## Stated task
Reproduce the entries starting at the beginning and ending at the line that contains "646), (421, 649)]", with the requests included and each coordinate in the segmentation outlines increased by 45. Leave the layout sample unchanged, and omit the pictures from your answer.

** start Stored rows **

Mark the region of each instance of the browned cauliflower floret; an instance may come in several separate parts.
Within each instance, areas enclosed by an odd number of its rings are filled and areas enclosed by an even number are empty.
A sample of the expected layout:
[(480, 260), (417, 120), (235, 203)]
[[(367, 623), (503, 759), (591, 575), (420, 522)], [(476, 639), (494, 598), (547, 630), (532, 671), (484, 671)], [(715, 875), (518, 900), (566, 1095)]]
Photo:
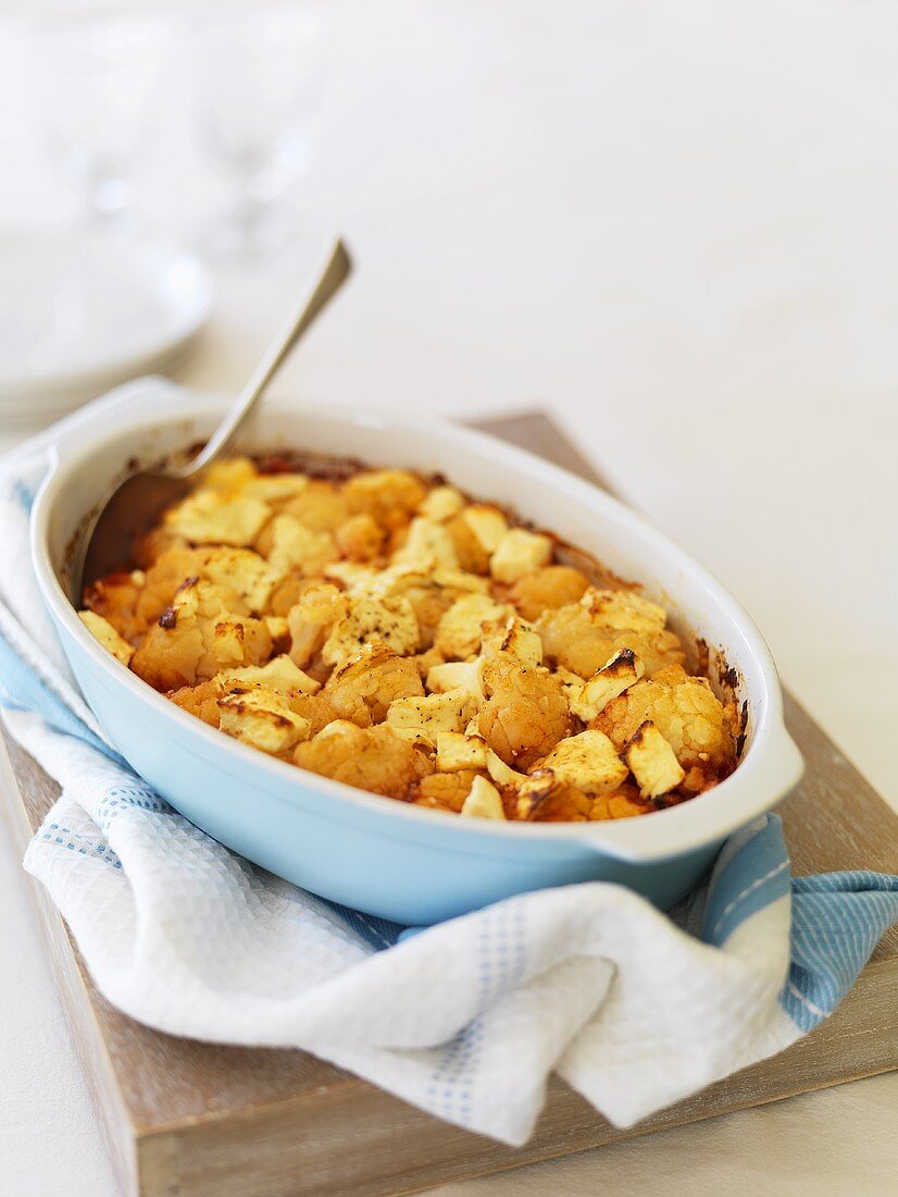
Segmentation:
[(482, 680), (479, 733), (506, 765), (529, 768), (569, 735), (568, 700), (548, 669), (497, 657), (485, 662)]
[(268, 628), (246, 614), (233, 591), (191, 581), (149, 628), (132, 669), (155, 689), (170, 691), (222, 669), (262, 664), (270, 654)]
[(177, 546), (187, 546), (183, 536), (166, 531), (165, 528), (151, 528), (134, 541), (134, 564), (138, 569), (148, 570), (163, 553)]
[(337, 667), (328, 679), (324, 697), (335, 718), (360, 728), (383, 723), (395, 698), (422, 695), (424, 687), (411, 657), (401, 657), (385, 644), (367, 644)]
[(102, 615), (129, 644), (140, 644), (147, 630), (147, 619), (141, 610), (145, 585), (146, 577), (139, 570), (110, 573), (87, 587), (84, 604)]
[(684, 770), (709, 767), (726, 774), (732, 768), (735, 749), (729, 719), (704, 678), (690, 678), (680, 666), (668, 666), (650, 680), (630, 686), (591, 725), (623, 751), (647, 719), (673, 748)]
[(298, 745), (293, 761), (300, 768), (389, 798), (408, 797), (432, 768), (424, 753), (385, 724), (359, 728), (342, 719)]
[(404, 527), (426, 496), (424, 484), (407, 469), (366, 469), (343, 487), (349, 510), (373, 516), (387, 531)]
[(446, 523), (459, 566), (468, 573), (489, 573), (489, 549), (475, 535), (474, 528), (460, 515)]
[(336, 531), (349, 518), (349, 508), (334, 482), (313, 479), (294, 499), (281, 509), (299, 519), (310, 531)]
[(299, 601), (287, 612), (291, 633), (289, 655), (304, 669), (318, 652), (331, 628), (349, 610), (349, 602), (330, 582), (311, 582)]
[(433, 646), (440, 620), (456, 601), (457, 594), (457, 590), (432, 585), (409, 587), (404, 591), (417, 618), (419, 646), (421, 649)]
[(421, 807), (439, 807), (458, 813), (471, 792), (475, 777), (482, 777), (474, 768), (457, 770), (454, 773), (430, 773), (415, 786), (413, 802)]
[(279, 577), (258, 553), (249, 548), (176, 545), (161, 553), (147, 570), (139, 610), (147, 622), (153, 622), (172, 603), (178, 587), (188, 578), (201, 578), (234, 591), (249, 612), (259, 614), (268, 608)]
[(138, 600), (138, 612), (146, 624), (154, 624), (171, 607), (179, 585), (200, 577), (200, 551), (187, 543), (163, 549), (146, 571), (146, 583)]
[(592, 678), (619, 649), (631, 649), (649, 676), (685, 660), (679, 638), (664, 626), (616, 627), (601, 621), (582, 600), (543, 612), (537, 630), (546, 657), (581, 678)]
[(182, 686), (181, 689), (169, 694), (169, 698), (176, 706), (216, 728), (221, 723), (219, 699), (224, 688), (225, 682), (221, 678), (212, 678), (209, 681), (201, 681), (198, 686)]
[(385, 533), (367, 511), (350, 516), (336, 531), (340, 552), (350, 561), (374, 561), (384, 549)]
[(532, 621), (544, 610), (556, 610), (578, 602), (588, 585), (589, 579), (580, 570), (569, 565), (546, 565), (519, 578), (508, 593), (508, 598), (525, 619)]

** end Stored rows **

## Response to the exercise
Mark the region of each instance of the browned cauliflower floret; an instance may come in several separate parts.
Within each instance, areas enclosed by an odd number of its rings are filled and areas enclosed by an even number are empty.
A sample of the expected layout:
[(480, 260), (417, 120), (235, 203)]
[[(367, 623), (503, 759), (591, 575), (420, 522)], [(476, 639), (494, 598), (547, 630), (532, 671), (484, 671)], [(715, 875), (518, 900), (566, 1095)]]
Photo:
Segmentation:
[(527, 725), (524, 778), (551, 810), (574, 813), (614, 780), (613, 745), (593, 714), (542, 702), (530, 707)]
[(313, 673), (291, 659), (278, 636), (236, 626), (194, 673), (177, 714), (200, 734), (215, 736), (267, 714), (307, 709), (315, 699)]
[(222, 591), (232, 591), (228, 581), (211, 576), (210, 573), (196, 573), (179, 586), (179, 609), (183, 614), (193, 615), (208, 598)]
[(382, 712), (373, 724), (369, 742), (380, 763), (405, 773), (428, 768), (440, 743), (467, 740), (469, 732), (456, 702), (446, 702), (430, 689), (412, 689)]
[(147, 660), (174, 689), (185, 689), (192, 675), (192, 664), (186, 655), (190, 630), (191, 622), (184, 615), (155, 618), (132, 632), (129, 649)]
[(729, 815), (754, 812), (771, 819), (777, 813), (780, 794), (774, 764), (749, 723), (735, 723), (725, 711), (713, 711), (695, 725), (675, 731), (636, 770), (668, 796), (692, 764), (718, 793)]
[(343, 790), (338, 806), (345, 813), (434, 843), (453, 842), (477, 813), (469, 798), (430, 769), (404, 773), (387, 764)]
[(449, 572), (471, 541), (469, 529), (452, 514), (411, 514), (388, 532), (394, 555), (418, 561), (432, 576)]
[(491, 568), (504, 611), (513, 618), (534, 618), (534, 594), (520, 580), (519, 573), (505, 560)]
[(381, 576), (394, 563), (394, 553), (379, 527), (358, 524), (339, 544), (326, 554), (344, 564), (355, 576)]
[(344, 646), (332, 657), (336, 678), (334, 700), (349, 714), (363, 697), (376, 673), (394, 655), (394, 647), (375, 627), (356, 627)]
[(478, 691), (485, 665), (501, 646), (502, 639), (502, 635), (477, 630), (454, 632), (449, 636), (462, 663), (464, 691), (466, 694)]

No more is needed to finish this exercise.